[start of SOURCE DOCUMENT]
Ed Bott for ZDNet:
Thanks to Microsoft’s minuscule market share (small single-digit percentages in the U.S.), the carriers have almost no interest in collaborating with it on mobile devices. And Microsoft has almost no leverage when negotiating with carriers. The resulting not-so-virtuous circle is what stacks the deck against the Windows Phone platform and makes the experience so frustrating for the few who actually use it. […]
The good news for smartphone enthusiasts is that Microsoft figured out a way to push OS updates out independently of carriers, using its Preview for Developers app. If you’re willing to color outside the lines, you can get Microsoft to deliver the latest Windows Phone release to you without having to wait.
[end of SOURCE DOCUMENT]
[start of MATERIAL]
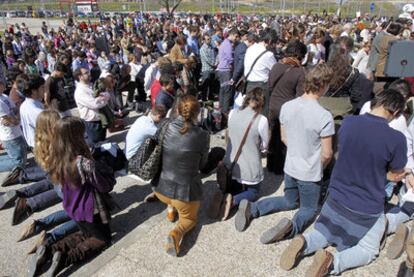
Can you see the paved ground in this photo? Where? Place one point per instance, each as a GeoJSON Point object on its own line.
{"type": "Point", "coordinates": [212, 248]}
{"type": "Point", "coordinates": [140, 229]}
{"type": "Point", "coordinates": [34, 24]}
[end of MATERIAL]
__REQUIRED WORK__
A. Render this sentence from the Windows Phone passage into Spanish: "And Microsoft has almost no leverage when negotiating with carriers."
B. Reproduce the section of the Windows Phone passage that opens at the words "Ed Bott for" and closes after the words "having to wait.".

__ANSWERS TO THE PROBLEMS__
A. Y Microsoft casi no tiene influencia a la hora de negociar con los operadores.

B.
Ed Bott for ZDNet:
Thanks to Microsoft’s minuscule market share (small single-digit percentages in the U.S.), the carriers have almost no interest in collaborating with it on mobile devices. And Microsoft has almost no leverage when negotiating with carriers. The resulting not-so-virtuous circle is what stacks the deck against the Windows Phone platform and makes the experience so frustrating for the few who actually use it. […]
The good news for smartphone enthusiasts is that Microsoft figured out a way to push OS updates out independently of carriers, using its Preview for Developers app. If you’re willing to color outside the lines, you can get Microsoft to deliver the latest Windows Phone release to you without having to wait.